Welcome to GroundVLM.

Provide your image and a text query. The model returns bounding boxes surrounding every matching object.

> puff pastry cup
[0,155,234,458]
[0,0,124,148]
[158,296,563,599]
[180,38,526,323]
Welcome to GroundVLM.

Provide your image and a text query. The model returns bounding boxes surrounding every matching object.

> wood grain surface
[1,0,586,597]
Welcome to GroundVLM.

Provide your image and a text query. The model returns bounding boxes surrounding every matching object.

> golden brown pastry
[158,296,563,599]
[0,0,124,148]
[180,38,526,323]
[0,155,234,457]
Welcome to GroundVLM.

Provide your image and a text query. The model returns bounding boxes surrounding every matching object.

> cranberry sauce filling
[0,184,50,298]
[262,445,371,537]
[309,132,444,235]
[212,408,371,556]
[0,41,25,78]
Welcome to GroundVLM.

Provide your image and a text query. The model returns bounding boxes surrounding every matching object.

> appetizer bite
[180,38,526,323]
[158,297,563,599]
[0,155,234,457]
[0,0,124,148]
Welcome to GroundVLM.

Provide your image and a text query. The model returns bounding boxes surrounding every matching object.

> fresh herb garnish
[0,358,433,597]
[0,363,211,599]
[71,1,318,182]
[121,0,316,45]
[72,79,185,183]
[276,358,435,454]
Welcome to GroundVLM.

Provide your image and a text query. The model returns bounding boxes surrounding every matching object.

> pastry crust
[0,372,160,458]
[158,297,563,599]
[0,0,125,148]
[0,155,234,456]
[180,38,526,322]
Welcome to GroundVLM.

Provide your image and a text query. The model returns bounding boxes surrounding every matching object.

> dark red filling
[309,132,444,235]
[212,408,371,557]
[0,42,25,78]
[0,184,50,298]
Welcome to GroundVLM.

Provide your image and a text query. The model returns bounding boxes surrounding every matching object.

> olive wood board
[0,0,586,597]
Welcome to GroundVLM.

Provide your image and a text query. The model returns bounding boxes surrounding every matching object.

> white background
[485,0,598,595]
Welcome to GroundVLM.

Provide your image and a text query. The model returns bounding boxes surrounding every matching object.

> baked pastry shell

======

**EXERCISE DESCRIPTION:** Copy the listing in full. Match it word for word.

**THE COMPLETED TASK:**
Welcome to GroundVLM.

Provide your image and a text query. The model returns bounding boxes surrounding every matching object.

> puff pastry cup
[0,155,234,458]
[0,0,124,148]
[158,296,563,599]
[180,38,526,323]
Welcome to GroundVLM.

Provide your image and a text query. The model returns bounding boxes surrounding every matching object.

> wood grain surface
[1,0,586,597]
Welcome to GroundVLM.

Provide your image and a text query. The model returns bounding boxes surrounding every matching object.

> golden brown pastry
[158,296,563,599]
[0,0,124,148]
[180,38,526,323]
[0,155,234,457]
Welcome to GroundVLM.

Provide your image and a text query. The model returns bounding boxes surrounding every matching object.

> cranberry sauce filling
[0,184,50,298]
[262,445,371,537]
[309,132,444,235]
[212,408,371,556]
[0,41,25,78]
Welcome to GroundVLM.

Provide your image and a text query. The model returns bounding boxes surrounding every matching object.

> appetizer bite
[180,38,526,323]
[158,297,563,599]
[0,155,234,457]
[0,0,124,148]
Welcome to GroundVLM.

Provide your image and a text query. The model returns bounding boxes surrounding every matching object.

> fresh herb garnish
[0,358,433,597]
[0,363,211,599]
[71,1,318,182]
[121,0,316,45]
[72,79,185,183]
[276,358,435,454]
Welcome to GroundVLM.

Provide your image and a text query. The model returns bounding boxes surrounding every matching object.

> pastry crust
[0,372,160,458]
[158,297,563,599]
[0,0,125,148]
[0,155,234,456]
[180,38,526,322]
Welcome to GroundVLM.

Provide your image and a text query. The model returns bounding boxes surrounding every matching object.

> dark red filling
[309,132,444,235]
[212,408,371,557]
[0,42,25,78]
[0,184,50,298]
Welcome to GroundVLM.

Provide your image and a text query. The model returns bounding boxes surrounding every matching object.

> olive wood board
[0,0,586,597]
Welcome to GroundVLM.

Provide your image and a text query. The model returns bounding boxes surrounding every matching object.

> white background
[485,0,598,595]
Welcome to GroundVLM.

Provide your image and a text query. The model returns bounding boxes surrounding every matching object.

> baked pastry shell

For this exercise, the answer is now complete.